- SELECTED TEXT:
————————

Project

General

Profile

Bug #18943

Problem with sumdata::RunData aggregation

Added by Tingjun Yang over 2 years ago. Updated over 2 years ago.

Status:
Closed
Priority:
Normal
Category:
Data products
Target version:
-
Start date:
02/09/2018
Due date:
% Done:

100%

Estimated time:
1.00 h
Spent time:
Occurs In:
Experiment:
LArSoft
Co-Assignees:
Duration:

Description

Dear LArSoft experts,

We are having trouble reading all the DUNE/ProtoDUNE MC files produced with larsoft v06_60_00 in the latest release (v06_67_01) probably due to recent upgrade of art.
lar -c eventdump.fcl /pnfs/dune/tape_backed/dunepro/mcc10/mc/full-reconstructed/02/04/78/50/mcc10_protodune_beam_p1GeV_cosmics_3ms_28_20171228T124233_merged0.root

%MSG-s ArtException:  PostEndJob 09-Feb-2018 11:00:30 CST ModuleEndJob
cet::exception caught in art
---- OtherArt BEGIN
  ---- ProductCannotBeAggregated BEGIN
    Products of type "sumdata::RunData" cannot be aggregated.
    Please contact artists@fnal.gov.
  ---- ProductCannotBeAggregated END
---- OtherArt END
%MSG

There is a workaround to drop sumdata from input:

source:
{
  module_type: RootInput
  inputCommands: [ "keep *", "drop sumdata::RunData_*_*_*" ]
}

But we don't want to patch all the fcl files in order to analyse the MCC10 files.

Thanks,
Tingjun


Related issues

Related to art - Support #18971: Products of type "sumdata::RunData" cannot be aggregated.Closed02/12/2018

Related to LArSoft - Necessary Maintenance #18997: Verify that the run and subrun level data products are written during the proper art phaseClosed02/14/2018

Related to canvas - Bug #18996: Product aggregation logic does not correctly act on full-run range productsClosed02/14/2018

History

#1 Updated by Alexander Himmel over 2 years ago

It looks like the real fix here is define an aggregate() method for this data product so that ART knows how to merge these products across runs. This appears to be a new requirement with the most recent version of ART.

————————

- MATERIALS PROVIDED:

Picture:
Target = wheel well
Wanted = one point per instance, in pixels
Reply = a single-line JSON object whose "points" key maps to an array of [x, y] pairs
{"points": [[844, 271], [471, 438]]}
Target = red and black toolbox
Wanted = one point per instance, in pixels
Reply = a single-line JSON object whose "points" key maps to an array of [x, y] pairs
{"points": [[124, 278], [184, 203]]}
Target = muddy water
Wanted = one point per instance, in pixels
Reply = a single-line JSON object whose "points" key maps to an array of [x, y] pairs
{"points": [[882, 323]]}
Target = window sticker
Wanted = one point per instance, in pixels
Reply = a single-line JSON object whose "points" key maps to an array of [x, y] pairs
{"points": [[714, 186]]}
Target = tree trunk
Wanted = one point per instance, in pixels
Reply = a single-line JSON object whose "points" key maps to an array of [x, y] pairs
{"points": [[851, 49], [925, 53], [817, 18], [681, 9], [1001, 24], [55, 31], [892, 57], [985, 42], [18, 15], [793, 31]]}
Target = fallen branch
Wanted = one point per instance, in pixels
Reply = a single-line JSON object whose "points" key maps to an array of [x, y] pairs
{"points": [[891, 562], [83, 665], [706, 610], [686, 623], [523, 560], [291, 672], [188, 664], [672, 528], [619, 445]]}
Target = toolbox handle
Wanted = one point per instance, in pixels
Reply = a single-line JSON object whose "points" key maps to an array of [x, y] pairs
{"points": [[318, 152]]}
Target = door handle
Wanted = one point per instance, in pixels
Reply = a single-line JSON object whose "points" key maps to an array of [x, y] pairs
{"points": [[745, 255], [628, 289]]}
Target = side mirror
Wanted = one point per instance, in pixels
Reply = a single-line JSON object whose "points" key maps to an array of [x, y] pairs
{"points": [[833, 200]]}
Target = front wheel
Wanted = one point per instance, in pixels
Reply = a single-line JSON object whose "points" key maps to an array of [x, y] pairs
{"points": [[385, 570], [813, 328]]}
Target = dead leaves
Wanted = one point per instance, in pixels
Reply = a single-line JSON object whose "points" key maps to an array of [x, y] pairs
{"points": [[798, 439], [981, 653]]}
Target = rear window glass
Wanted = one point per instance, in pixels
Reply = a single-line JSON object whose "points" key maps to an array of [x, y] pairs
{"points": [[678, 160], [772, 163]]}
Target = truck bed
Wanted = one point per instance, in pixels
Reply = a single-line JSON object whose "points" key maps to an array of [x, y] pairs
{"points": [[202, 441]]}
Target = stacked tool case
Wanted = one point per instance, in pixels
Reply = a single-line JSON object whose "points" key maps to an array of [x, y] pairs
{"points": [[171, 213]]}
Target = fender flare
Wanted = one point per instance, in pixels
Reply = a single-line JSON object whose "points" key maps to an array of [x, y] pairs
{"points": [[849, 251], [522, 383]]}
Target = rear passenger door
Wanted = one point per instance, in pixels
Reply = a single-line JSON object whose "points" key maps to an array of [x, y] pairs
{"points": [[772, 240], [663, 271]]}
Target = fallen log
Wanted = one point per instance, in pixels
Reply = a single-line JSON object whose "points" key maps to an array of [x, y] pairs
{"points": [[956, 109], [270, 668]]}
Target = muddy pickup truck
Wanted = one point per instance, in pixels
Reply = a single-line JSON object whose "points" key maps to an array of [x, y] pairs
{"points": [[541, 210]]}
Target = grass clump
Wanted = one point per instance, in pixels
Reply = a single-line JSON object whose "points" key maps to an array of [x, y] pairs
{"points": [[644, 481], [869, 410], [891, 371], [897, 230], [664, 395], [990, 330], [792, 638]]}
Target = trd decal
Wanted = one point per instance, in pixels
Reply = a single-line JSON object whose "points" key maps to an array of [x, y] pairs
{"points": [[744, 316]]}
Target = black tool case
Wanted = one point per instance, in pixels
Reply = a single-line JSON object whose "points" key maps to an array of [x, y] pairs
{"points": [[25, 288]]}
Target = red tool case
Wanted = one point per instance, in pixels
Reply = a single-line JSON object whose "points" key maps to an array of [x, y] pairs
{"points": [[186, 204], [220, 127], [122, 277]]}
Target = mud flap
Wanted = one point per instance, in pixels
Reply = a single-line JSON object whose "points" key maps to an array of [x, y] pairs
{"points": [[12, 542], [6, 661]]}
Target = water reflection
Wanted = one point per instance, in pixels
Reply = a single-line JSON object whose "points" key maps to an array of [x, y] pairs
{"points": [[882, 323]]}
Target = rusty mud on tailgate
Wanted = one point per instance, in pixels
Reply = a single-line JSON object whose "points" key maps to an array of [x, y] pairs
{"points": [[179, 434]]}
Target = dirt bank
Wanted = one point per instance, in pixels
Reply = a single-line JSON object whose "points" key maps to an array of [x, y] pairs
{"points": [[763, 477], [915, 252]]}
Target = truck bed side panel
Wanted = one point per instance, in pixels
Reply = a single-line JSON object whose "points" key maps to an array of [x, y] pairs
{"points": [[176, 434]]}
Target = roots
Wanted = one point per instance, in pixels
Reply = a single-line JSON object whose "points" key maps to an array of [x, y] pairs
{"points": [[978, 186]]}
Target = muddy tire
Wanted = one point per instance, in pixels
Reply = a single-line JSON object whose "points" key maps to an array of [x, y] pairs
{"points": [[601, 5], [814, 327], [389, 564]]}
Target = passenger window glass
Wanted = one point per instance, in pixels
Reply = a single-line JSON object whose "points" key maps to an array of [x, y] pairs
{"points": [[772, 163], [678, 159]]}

————————

- DIRECTION 1:
List every related issue named in the bug report, giving the project, issue number, and title of each.
- DIRECTION 2:
Render the stretch of the listing from the line containing "Target = rusty mud on tailgate" through the end of the listing as a Markdown table with the columns Row and Line, leaving out blank lines.
The bug report and the listing come from separate sources.

- RIGHT ANSWER 1:
- art, Support #18971: Products of type "sumdata::RunData" cannot be aggregated.
- LArSoft, Necessary Maintenance #18997: Verify that the run and subrun level data products are written during the proper art phase
- canvas, Bug #18996: Product aggregation logic does not correctly act on full-run range products

- RIGHT ANSWER 2:
| Row | Line |
|---|---|
| 1 | Target = rusty mud on tailgate |
| 2 | Wanted = one point per instance, in pixels |
| 3 | Reply = a single-line JSON object whose "points" key maps to an array of [x, y] pairs |
| 4 | {"points": [[179, 434]]} |
| 5 | Target = dirt bank |
| 6 | Wanted = one point per instance, in pixels |
| 7 | Reply = a single-line JSON object whose "points" key maps to an array of [x, y] pairs |
| 8 | {"points": [[763, 477], [915, 252]]} |
| 9 | Target = truck bed side panel |
| 10 | Wanted = one point per instance, in pixels |
| 11 | Reply = a single-line JSON object whose "points" key maps to an array of [x, y] pairs |
| 12 | {"points": [[176, 434]]} |
| 13 | Target = roots |
| 14 | Wanted = one point per instance, in pixels |
| 15 | Reply = a single-line JSON object whose "points" key maps to an array of [x, y] pairs |
| 16 | {"points": [[978, 186]]} |
| 17 | Target = muddy tire |
| 18 | Wanted = one point per instance, in pixels |
| 19 | Reply = a single-line JSON object whose "points" key maps to an array of [x, y] pairs |
| 20 | {"points": [[601, 5], [814, 327], [389, 564]]} |
| 21 | Target = passenger window glass |
| 22 | Wanted = one point per instance, in pixels |
| 23 | Reply = a single-line JSON object whose "points" key maps to an array of [x, y] pairs |
| 24 | {"points": [[772, 163], [678, 159]]} |